(Stored data)
######

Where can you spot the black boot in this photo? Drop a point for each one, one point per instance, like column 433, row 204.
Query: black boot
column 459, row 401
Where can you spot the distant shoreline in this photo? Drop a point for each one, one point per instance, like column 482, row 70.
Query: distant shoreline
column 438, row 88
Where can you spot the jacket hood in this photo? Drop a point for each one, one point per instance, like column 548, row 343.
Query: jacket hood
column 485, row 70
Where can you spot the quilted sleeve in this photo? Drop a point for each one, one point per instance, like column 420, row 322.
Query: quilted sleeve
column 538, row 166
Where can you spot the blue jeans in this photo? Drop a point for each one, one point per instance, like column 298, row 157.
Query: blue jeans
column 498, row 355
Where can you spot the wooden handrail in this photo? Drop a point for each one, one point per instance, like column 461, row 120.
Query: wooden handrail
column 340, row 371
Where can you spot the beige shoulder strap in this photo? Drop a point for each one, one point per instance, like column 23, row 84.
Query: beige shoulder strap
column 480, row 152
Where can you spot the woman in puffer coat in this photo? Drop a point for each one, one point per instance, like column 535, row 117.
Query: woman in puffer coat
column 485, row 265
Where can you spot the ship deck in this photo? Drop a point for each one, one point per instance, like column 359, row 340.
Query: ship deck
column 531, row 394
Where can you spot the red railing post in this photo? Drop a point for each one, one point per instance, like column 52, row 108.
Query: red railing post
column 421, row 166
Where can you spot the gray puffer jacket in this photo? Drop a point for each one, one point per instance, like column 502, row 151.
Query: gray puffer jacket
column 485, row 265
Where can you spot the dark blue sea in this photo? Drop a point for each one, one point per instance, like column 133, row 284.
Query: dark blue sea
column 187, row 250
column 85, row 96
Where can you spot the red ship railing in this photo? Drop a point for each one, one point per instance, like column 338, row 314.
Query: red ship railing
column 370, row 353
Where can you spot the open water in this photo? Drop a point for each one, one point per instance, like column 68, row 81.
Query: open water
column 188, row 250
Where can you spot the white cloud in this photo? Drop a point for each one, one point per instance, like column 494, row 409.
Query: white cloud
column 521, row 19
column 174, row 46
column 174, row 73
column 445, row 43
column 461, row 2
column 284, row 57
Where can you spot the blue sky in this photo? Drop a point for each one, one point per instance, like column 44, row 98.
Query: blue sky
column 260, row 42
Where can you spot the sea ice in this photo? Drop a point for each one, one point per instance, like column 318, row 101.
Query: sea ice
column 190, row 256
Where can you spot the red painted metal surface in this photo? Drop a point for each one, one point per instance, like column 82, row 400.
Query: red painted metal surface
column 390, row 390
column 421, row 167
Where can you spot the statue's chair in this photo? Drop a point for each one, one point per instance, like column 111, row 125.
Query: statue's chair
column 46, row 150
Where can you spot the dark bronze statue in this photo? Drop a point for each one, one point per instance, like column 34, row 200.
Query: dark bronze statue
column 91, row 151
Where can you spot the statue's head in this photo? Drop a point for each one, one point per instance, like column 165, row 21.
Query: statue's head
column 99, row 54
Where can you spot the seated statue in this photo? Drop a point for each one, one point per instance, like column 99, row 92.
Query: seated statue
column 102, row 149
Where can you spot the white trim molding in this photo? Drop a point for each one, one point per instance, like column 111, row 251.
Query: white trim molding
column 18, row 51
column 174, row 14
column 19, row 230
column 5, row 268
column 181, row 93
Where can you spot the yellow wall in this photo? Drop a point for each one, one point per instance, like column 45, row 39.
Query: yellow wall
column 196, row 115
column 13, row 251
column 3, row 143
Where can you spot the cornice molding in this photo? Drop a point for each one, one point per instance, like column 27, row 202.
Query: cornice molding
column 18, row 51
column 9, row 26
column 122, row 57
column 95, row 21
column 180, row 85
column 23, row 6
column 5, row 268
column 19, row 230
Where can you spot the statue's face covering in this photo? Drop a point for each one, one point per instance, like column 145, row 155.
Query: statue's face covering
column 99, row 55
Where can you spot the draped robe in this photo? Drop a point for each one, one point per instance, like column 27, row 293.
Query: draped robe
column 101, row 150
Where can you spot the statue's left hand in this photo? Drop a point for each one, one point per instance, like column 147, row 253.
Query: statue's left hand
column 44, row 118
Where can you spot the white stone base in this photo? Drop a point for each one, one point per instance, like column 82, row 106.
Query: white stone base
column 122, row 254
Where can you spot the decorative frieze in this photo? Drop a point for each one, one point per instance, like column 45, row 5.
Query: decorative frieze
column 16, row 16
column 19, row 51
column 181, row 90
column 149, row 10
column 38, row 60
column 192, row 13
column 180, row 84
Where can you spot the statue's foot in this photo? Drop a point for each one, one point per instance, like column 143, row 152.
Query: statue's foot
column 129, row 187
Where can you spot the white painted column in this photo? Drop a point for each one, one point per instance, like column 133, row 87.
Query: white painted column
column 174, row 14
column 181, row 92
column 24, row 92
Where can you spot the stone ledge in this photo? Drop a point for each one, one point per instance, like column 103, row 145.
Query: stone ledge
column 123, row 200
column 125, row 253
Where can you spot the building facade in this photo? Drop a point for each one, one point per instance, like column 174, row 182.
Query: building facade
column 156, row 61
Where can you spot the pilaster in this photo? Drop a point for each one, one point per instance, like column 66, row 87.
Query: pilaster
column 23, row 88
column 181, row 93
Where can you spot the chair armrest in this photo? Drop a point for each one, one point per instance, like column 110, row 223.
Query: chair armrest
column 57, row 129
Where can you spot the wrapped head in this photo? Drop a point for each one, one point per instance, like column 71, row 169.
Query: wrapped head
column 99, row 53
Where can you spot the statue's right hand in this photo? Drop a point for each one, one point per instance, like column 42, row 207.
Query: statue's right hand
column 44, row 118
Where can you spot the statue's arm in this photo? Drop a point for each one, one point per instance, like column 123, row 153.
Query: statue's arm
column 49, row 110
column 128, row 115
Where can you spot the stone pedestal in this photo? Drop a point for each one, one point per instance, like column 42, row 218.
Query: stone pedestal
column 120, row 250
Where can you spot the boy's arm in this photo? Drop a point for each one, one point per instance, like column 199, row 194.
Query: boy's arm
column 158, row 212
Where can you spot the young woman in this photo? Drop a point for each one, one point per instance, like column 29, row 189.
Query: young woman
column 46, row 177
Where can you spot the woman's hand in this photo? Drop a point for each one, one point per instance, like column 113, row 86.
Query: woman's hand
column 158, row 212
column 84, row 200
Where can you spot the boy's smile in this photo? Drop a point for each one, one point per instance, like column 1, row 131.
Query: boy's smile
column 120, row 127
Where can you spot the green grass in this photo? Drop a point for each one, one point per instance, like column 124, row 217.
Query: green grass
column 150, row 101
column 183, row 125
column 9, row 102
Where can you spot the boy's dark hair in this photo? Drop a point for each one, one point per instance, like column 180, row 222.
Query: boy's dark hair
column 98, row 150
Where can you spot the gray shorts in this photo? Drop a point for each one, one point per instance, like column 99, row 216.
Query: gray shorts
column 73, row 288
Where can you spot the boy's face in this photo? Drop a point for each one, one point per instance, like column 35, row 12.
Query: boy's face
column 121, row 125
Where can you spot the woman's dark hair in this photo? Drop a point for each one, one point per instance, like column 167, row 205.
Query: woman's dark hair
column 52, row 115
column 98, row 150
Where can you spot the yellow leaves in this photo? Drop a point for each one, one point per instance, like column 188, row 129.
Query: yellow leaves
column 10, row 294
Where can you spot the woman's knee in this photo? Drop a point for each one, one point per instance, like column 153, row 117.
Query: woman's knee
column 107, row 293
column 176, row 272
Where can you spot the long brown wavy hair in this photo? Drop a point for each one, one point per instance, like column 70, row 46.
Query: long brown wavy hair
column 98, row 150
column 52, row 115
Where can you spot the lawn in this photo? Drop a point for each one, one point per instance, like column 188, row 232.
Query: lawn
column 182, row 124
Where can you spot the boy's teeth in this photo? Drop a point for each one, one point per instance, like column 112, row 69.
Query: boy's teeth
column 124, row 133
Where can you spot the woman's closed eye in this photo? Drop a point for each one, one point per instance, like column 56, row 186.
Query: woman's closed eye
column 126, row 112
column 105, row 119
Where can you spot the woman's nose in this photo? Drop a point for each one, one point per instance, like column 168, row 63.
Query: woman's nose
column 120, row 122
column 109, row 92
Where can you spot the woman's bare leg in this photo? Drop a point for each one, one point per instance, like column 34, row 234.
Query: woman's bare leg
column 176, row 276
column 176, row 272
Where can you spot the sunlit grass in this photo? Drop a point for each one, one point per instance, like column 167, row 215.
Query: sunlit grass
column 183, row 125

######

Exercise aim — Looking back over the data above, restate word for word the lines that begin at the line with "Where can you spot the boy's face" and end at the line with "Where can you spot the woman's dark", inclusive.

Answer section —
Where can you spot the boy's face in this photo? Drop a point for each one, one point per instance, like column 35, row 12.
Query: boy's face
column 121, row 125
Where can you spot the woman's dark hair in this photo? Drop a point for each one, one point per instance, like column 167, row 205.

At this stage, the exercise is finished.